↓↓↓

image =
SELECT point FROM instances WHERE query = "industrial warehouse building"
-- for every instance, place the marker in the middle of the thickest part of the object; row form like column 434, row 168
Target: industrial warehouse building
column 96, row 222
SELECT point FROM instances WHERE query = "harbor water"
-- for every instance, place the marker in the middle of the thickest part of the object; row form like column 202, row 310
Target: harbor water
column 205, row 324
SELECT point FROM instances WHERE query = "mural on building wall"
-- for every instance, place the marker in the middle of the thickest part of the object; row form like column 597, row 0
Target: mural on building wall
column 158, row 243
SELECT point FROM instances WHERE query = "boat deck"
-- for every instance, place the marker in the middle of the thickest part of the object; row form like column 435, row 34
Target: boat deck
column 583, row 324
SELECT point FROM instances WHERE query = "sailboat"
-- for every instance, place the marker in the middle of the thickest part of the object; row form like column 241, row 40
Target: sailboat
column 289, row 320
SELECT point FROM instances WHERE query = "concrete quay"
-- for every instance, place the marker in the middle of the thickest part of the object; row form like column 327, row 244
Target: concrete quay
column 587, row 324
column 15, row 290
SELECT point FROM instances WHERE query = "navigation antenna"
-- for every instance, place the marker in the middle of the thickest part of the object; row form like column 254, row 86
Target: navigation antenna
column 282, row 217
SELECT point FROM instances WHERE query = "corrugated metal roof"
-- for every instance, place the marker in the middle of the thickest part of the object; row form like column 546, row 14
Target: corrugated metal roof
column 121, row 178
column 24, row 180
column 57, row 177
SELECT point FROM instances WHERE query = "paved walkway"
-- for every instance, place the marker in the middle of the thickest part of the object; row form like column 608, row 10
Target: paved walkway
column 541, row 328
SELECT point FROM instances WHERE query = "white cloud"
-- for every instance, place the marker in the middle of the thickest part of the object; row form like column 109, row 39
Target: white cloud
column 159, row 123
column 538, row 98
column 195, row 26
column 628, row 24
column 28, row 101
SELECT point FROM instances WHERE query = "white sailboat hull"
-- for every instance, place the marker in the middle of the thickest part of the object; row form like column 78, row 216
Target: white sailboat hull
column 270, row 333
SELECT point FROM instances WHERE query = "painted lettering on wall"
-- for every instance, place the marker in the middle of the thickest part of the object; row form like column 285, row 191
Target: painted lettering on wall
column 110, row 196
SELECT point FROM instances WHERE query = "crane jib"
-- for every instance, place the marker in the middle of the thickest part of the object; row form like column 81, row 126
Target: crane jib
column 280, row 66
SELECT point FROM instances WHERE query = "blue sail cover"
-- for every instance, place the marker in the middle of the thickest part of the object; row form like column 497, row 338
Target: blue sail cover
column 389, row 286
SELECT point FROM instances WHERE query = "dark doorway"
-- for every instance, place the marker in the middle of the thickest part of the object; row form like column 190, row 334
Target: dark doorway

↑↑↑

▸ **What you are asked to do**
Make an exact transcription of all the records.

▸ **Your response**
image =
SELECT point FROM instances WHERE query = "industrial warehouse building"
-- for every instance, place the marker in the middle of the thickest part of the object; row form like column 434, row 168
Target: industrial warehouse building
column 96, row 222
SELECT point FROM instances WHERE query = "harbor water"
-- for every instance, place the marker in the middle of the thickest part of the object; row form like column 202, row 310
Target: harbor water
column 205, row 324
SELECT point FROM instances WHERE query = "mural on building wall"
-- for every instance, place the marker in the middle of the thickest part of the object; row form like column 597, row 0
Target: mural on building wall
column 158, row 243
SELECT point FROM instances WHERE query = "boat deck"
-- for every instance, place the marker in the middle of the thickest part of the object; row form like column 435, row 34
Target: boat deck
column 583, row 324
SELECT point FROM instances WHERE query = "sailboat"
-- for every instance, place the marker in the middle of the thickest part of the object; row form like column 241, row 40
Target: sailboat
column 289, row 320
SELECT point FROM instances WHERE query = "concrete quay"
-- for every instance, place the marker in the middle of the thickest part of the object; row form like column 327, row 244
Target: concrete quay
column 587, row 324
column 15, row 290
SELECT point FROM instances WHERE query = "navigation antenna"
-- for every instance, place the marker in the middle of the thickest part of the object; row form like column 254, row 86
Target: navigation antenna
column 282, row 217
SELECT point FROM instances WHERE query = "corrugated metal roof"
-- for every instance, place the marker in the middle of the thickest part of the object; row form like column 546, row 14
Target: corrugated metal roof
column 121, row 178
column 24, row 180
column 57, row 177
SELECT point FROM instances WHERE query = "paved walkway"
-- for every instance, place the marker in the middle of the thickest part of the object; row form like column 608, row 10
Target: paved walkway
column 541, row 328
SELECT point FROM instances WHERE query = "white cloud"
-- for every instance, place the marker in the middle of the thickest part of the object; row form like column 109, row 39
Target: white cloud
column 159, row 123
column 538, row 98
column 195, row 26
column 628, row 24
column 28, row 101
SELECT point FROM instances WHERE query = "white sailboat hull"
-- for every instance, place the marker in the middle of the thickest part of the object; row form like column 78, row 216
Target: white sailboat hull
column 270, row 333
SELECT point FROM instances WHERE query = "painted lettering on wall"
-- for every instance, place the marker in the middle of the thickest part of the object; row form like column 285, row 191
Target: painted lettering on wall
column 110, row 196
SELECT point FROM instances WHERE query = "crane jib"
-- for every instance, place the marker in the middle of the thickest part of the object; row form like column 81, row 126
Target: crane jib
column 280, row 66
SELECT point FROM instances WHERE query = "blue sail cover"
-- for every instance, place the marker in the middle of the thickest part of the object; row form like column 497, row 338
Target: blue sail cover
column 389, row 286
SELECT point FROM instances WHERE query = "dark doorway"
-- for every instance, place the marker in the middle of the thickest part of the object; row form like column 190, row 334
Target: dark doorway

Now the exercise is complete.